# Work item:
Return every record below exactly as given, images excluded.

[Natural language region descriptions]
╔══
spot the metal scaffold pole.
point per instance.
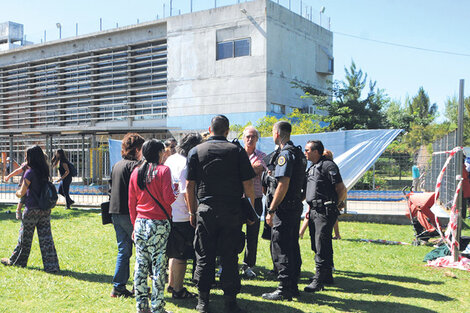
(459, 168)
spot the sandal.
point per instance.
(183, 294)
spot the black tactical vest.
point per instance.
(297, 180)
(319, 186)
(219, 176)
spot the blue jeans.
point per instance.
(123, 227)
(151, 237)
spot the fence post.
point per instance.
(459, 168)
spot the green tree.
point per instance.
(347, 109)
(397, 117)
(302, 123)
(421, 109)
(451, 114)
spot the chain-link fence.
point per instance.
(449, 183)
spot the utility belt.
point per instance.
(324, 207)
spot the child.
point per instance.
(22, 169)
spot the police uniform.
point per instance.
(322, 199)
(218, 167)
(285, 249)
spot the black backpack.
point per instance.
(47, 198)
(72, 169)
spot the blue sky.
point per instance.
(441, 25)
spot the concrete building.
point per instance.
(166, 76)
(11, 36)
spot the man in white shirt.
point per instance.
(180, 244)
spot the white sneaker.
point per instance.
(249, 273)
(219, 272)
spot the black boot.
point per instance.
(317, 282)
(203, 302)
(231, 305)
(314, 286)
(295, 290)
(328, 279)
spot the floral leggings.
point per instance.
(41, 220)
(151, 237)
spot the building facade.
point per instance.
(161, 78)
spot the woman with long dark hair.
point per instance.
(151, 194)
(65, 175)
(33, 216)
(131, 153)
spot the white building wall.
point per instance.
(199, 86)
(292, 45)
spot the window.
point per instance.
(242, 47)
(233, 48)
(224, 50)
(278, 108)
(331, 65)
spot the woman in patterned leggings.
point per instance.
(151, 194)
(34, 217)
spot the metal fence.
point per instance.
(449, 183)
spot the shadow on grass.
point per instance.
(72, 213)
(403, 279)
(350, 305)
(8, 213)
(217, 305)
(90, 277)
(360, 286)
(264, 273)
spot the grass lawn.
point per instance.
(368, 278)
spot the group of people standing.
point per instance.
(190, 206)
(184, 201)
(35, 174)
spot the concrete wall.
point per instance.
(199, 86)
(102, 40)
(292, 45)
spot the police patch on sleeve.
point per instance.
(281, 161)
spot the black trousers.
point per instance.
(218, 232)
(321, 227)
(285, 247)
(64, 189)
(252, 233)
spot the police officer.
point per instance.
(219, 172)
(325, 194)
(284, 213)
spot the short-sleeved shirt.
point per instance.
(24, 167)
(285, 166)
(322, 178)
(219, 167)
(257, 157)
(178, 168)
(34, 186)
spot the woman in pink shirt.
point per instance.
(151, 194)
╚══
# Solution for this exercise:
spot the metal scaffold pole.
point per instance.
(459, 168)
spot the sandal.
point per instance.
(183, 294)
spot the black tactical vest.
point per instance.
(297, 180)
(319, 186)
(219, 176)
spot the blue jeans.
point per instance.
(123, 227)
(151, 237)
spot the fence post.
point per instance.
(459, 168)
spot the green tree.
point per instance.
(347, 109)
(397, 117)
(302, 123)
(421, 109)
(451, 114)
spot the chain-link fence.
point per instance.
(449, 183)
spot the utility belt.
point per instance.
(324, 207)
spot the child.
point per instance.
(22, 169)
spot the police uniform.
point per instance.
(322, 199)
(218, 167)
(285, 249)
spot the black backpack.
point per instance.
(47, 198)
(72, 169)
spot the blue sky.
point per instance.
(441, 25)
spot the concrete building.
point per instance.
(166, 76)
(11, 36)
spot the man in white shirt.
point per instance.
(180, 244)
spot the white sneaker.
point per instance.
(249, 273)
(219, 272)
spot the black boot.
point per instance.
(317, 282)
(203, 302)
(231, 305)
(314, 286)
(295, 290)
(328, 279)
spot the floral leggings.
point per instance.
(41, 220)
(151, 237)
spot the building facade.
point per instance.
(161, 78)
spot the woman with long dark hair.
point per instance.
(151, 194)
(65, 175)
(33, 216)
(131, 153)
spot the white building wall.
point per instance.
(199, 86)
(292, 45)
spot the window.
point per instance.
(242, 47)
(233, 48)
(224, 50)
(278, 108)
(331, 65)
spot the woman in patterned leggings.
point per instance.
(151, 194)
(34, 217)
spot the metal fence.
point per instance.
(449, 183)
spot the shadow on grass.
point per instance.
(72, 213)
(403, 279)
(350, 305)
(8, 213)
(217, 305)
(90, 277)
(360, 286)
(264, 273)
spot the grass lawn.
point per instance.
(368, 278)
spot the group of people standing.
point per instance.
(190, 206)
(184, 201)
(35, 174)
spot the concrete wall.
point per instance.
(199, 86)
(102, 40)
(292, 45)
spot the police patch on sleeve.
point per instance.
(281, 161)
spot the black trousers.
point per instance.
(218, 232)
(321, 227)
(285, 247)
(64, 189)
(252, 233)
spot the police officer.
point per instance.
(219, 172)
(325, 194)
(284, 213)
spot the short-sleeved shirt.
point per instance.
(24, 167)
(285, 166)
(322, 178)
(219, 167)
(257, 157)
(178, 168)
(34, 186)
spot the woman in pink shirt.
point per instance.
(151, 194)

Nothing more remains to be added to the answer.